- [EXERCISE]
Set down every record once more, exactly as given.

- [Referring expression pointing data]
-=-=-
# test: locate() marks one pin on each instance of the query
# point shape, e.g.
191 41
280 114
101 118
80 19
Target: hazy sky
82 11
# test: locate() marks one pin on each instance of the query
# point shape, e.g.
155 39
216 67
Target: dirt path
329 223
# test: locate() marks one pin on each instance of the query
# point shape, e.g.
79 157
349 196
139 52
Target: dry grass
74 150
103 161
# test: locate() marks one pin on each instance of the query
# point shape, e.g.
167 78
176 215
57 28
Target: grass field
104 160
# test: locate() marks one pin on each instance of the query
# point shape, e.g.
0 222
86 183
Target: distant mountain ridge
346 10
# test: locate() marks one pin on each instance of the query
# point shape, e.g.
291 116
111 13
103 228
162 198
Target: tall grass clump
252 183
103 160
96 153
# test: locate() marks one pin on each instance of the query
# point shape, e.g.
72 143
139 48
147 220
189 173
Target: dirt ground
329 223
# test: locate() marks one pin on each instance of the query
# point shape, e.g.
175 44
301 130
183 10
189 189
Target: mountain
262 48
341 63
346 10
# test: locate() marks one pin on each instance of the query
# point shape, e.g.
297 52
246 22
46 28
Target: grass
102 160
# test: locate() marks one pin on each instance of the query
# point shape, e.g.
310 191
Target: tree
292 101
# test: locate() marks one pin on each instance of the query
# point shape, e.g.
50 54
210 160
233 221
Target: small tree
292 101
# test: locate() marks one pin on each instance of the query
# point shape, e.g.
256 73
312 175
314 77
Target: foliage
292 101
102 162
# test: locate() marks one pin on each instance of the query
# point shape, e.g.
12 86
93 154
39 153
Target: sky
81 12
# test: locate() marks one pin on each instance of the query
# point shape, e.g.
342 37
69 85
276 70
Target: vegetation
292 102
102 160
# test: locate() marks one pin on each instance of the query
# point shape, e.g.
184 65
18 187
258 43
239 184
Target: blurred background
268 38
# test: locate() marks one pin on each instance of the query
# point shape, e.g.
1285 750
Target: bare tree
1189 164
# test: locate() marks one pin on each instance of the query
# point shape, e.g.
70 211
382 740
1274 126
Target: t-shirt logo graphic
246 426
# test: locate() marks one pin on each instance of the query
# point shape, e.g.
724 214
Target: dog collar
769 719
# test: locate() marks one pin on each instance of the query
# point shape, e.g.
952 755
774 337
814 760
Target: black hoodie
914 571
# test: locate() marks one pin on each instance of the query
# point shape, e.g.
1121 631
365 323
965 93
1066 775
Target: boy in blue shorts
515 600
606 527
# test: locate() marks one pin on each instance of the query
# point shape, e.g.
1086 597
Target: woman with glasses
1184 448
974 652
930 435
-=-=-
- [SOLUTION]
# test: locate() marks one pin on each instance of the query
# point shape, e.g.
191 41
280 114
101 118
80 19
Target: hazy sky
82 11
# test: locate() marks one pin on each instance of the query
# point shape, e.g.
155 39
216 67
Target: dirt path
329 223
# test: locate() marks one pin on each instance of the query
# point shape, e.g.
79 157
349 196
139 52
Target: dry grass
74 150
103 161
# test: locate() marks one pin on each instance of the query
# point shape, e.g.
167 78
176 215
57 28
Target: grass field
104 160
# test: locate() marks one pin on each instance of the query
# point shape, e.g.
0 222
86 183
Target: distant mountain ridge
346 10
# test: locate() marks one pin on each instance of the query
# point shape, e.g.
291 116
111 13
103 228
162 198
Target: tall grass clump
252 183
103 160
96 153
# test: locate() marks one pin on each instance of the query
# point shape, e.g.
72 143
139 48
147 220
189 173
Target: dirt ground
329 223
# test: locate() marks one pin on each instance of the query
# point shape, e.g.
175 44
301 130
183 10
189 189
Target: mountain
262 48
341 63
346 10
# test: locate() marks one pin on each instance of the query
# point shape, e.g.
297 52
246 22
46 28
Target: grass
102 160
# test: locate() marks one pin on each instance of the query
# point shape, e.g.
310 191
Target: tree
292 101
# test: locate() marks one pin on each instance of the query
# point shape, e.g.
50 54
210 160
233 221
Target: small tree
292 101
# test: locate() marks one pin on each instance of the query
# point shape, e.g.
256 73
312 175
314 77
Target: foliage
292 101
102 162
# test: locate() marks one pin on each instance of the query
# point shape, e.g.
12 86
93 154
39 153
Target: sky
81 12
# test: locate() marks one pin on each instance of the query
# point shape, e.g.
342 37
69 85
276 70
Target: vegetation
292 102
102 160
# test: locate() marks one pin on each instance of the query
# point shape, e.g.
184 65
18 187
258 43
239 184
Target: blurred background
268 38
# test: locate() marks one pin on each instance of the query
# point shape, e.g.
1285 750
Target: bare tree
1189 164
# test: locate() marks one pin on each instance of the query
# point shape, e.g.
70 211
382 740
1274 126
Target: t-shirt logo graphic
246 426
# test: locate() marks one pin on each instance of the query
# point shape, e.g.
724 214
Target: dog collar
769 719
# test: locate() marks one pin on each instance of the query
# point shape, e.g.
952 755
774 337
814 760
Target: black hoodie
914 571
# test: locate() marks one pin on each instance of the query
# point shape, e.g.
1121 631
365 323
965 93
1066 775
Target: boy in blue shorts
515 600
606 527
# test: locate() marks one pin on each instance of the query
# point shape, e.g.
1086 597
Target: woman with glasses
1184 448
974 652
930 435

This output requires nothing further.